> [What to work on]:
Would you reproduce all of the entries exactly?

> [Dataset extract]:

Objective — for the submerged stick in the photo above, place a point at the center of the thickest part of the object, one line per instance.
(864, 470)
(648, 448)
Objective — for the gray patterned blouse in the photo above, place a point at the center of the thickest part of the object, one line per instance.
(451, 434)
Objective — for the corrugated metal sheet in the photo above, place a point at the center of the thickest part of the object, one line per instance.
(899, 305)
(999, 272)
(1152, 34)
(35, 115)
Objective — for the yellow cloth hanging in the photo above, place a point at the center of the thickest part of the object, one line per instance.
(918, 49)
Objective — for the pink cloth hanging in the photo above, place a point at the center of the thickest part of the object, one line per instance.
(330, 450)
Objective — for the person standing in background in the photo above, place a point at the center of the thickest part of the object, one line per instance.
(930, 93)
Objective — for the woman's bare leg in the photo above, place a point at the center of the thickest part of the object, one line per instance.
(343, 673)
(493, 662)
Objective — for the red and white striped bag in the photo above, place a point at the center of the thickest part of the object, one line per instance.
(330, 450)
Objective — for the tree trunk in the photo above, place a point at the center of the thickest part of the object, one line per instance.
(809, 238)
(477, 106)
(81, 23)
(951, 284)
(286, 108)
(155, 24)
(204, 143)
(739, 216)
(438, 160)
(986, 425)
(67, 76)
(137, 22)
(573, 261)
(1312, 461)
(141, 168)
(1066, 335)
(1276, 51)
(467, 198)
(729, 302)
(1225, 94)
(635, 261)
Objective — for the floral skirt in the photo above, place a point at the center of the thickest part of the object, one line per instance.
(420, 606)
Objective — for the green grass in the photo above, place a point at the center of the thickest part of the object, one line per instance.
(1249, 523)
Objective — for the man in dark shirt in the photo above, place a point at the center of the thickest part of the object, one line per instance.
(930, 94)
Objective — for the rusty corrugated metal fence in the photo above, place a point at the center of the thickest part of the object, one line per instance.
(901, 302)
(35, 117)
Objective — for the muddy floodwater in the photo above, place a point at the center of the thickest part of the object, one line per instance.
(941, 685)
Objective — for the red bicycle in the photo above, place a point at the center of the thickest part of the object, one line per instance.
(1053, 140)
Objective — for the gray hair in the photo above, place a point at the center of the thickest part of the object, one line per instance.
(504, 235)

> [Task response]:
Objective — for the submerged stick in the photo above, place a point at the center of the thickest part of the object, one line per instance.
(864, 470)
(648, 448)
Objective — for the gray patterned blouse in the photo above, place a point at the center of the thickest part of the object, one line per instance.
(451, 434)
Objective — for the corrugated metal sheet in the photo above, place a point at the center of the thickest part of the object, one line per instance.
(899, 305)
(999, 272)
(1152, 34)
(35, 115)
Objective — for the yellow cloth hanging in the photo above, place a point at the center of the thickest part of the object, one line per instance.
(918, 49)
Objective — for the pink cloth hanging in the photo above, place a point at the center of the thickest part of the object, one line per instance.
(330, 450)
Objective — for the person standing in background in the photo above, place a point at the center of the thickest part of the object, one line per instance.
(930, 93)
Objective — for the woman's bare leg in the photo above, place a point at the center of the thickest part of the object, one line per instance.
(343, 673)
(493, 662)
Objective — for the red and white striped bag in the photo above, place a point at the center of the thickest part of the object, one line per instance.
(330, 450)
Objective — for the tree trunk in the photo above, place a point at the center of the thickest part of the object, one line per instance.
(809, 238)
(477, 106)
(81, 23)
(951, 284)
(286, 108)
(155, 24)
(204, 143)
(739, 216)
(438, 160)
(986, 425)
(67, 76)
(137, 22)
(573, 261)
(1312, 461)
(141, 168)
(1066, 335)
(1276, 51)
(467, 198)
(729, 302)
(1225, 94)
(635, 261)
Objective — for the floral skirt in the photo above, place a point at the center of the thickest part of the object, one line per instance.
(420, 606)
Objective — for the green grass in the photo above, place a point at the center of the thickest part of the object, one line per instance.
(1249, 523)
Objective — for the man in dark shirt in the photo above, place a point at the center of the thickest part of the object, one line per instance.
(930, 94)
Objective — for the rusty corrugated metal fence in the photo above, place a point at the center of the thickest part of the object, one line per instance.
(901, 302)
(35, 117)
Objective — for the muddy floodwater in the photo above, place a point at the center of the thickest part of the object, one line per instance.
(941, 685)
Objective — for the red bicycle in the photo above, place a point at the center of the thickest part of the object, one line per instance.
(1053, 140)
Objective — for the gray hair in the photo above, place a point at the center of the thickest part of the object, one line per instance.
(504, 235)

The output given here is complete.